AUFGABE:
Gib den unten stehenden Textauszug über freiberufliche Mediation als Leistung des SGB VIII vollständig und wortgetreu wieder.

Aus der ZKM

Freiberufliche Mediation als Leistung des SGB VIII (ZKM 2022, 49)

von Prof. Dr. Barbara Schermaier-Stöckl

Mediation finanziert durch das Jugendamt scheint eine Win-Win-Lösung zu sein: Für einkommensschwache Familien, weil sie Zugang zur Mediation erhalten, und für Mediatoren, weil sich Mediation als Form der Konfliktlösung im Bewusstsein in der Breite der Gesellschaft verankert. Beide Perspektiven klingen verlockend, aber passen freiberufliche Mediation und die Finanzierungslogik des SGB VIII zusammen?

VORLIEGENDE ZEILEN:
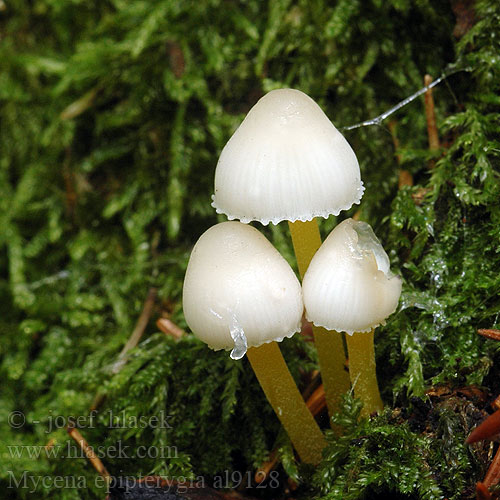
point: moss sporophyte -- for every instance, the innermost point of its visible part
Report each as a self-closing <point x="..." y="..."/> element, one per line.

LÖSUNG:
Aus der ZKM

Freiberufliche Mediation als Leistung des SGB VIII (ZKM 2022, 49)

von Prof. Dr. Barbara Schermaier-Stöckl

Mediation finanziert durch das Jugendamt scheint eine Win-Win-Lösung zu sein: Für einkommensschwache Familien, weil sie Zugang zur Mediation erhalten, und für Mediatoren, weil sich Mediation als Form der Konfliktlösung im Bewusstsein in der Breite der Gesellschaft verankert. Beide Perspektiven klingen verlockend, aber passen freiberufliche Mediation und die Finanzierungslogik des SGB VIII zusammen?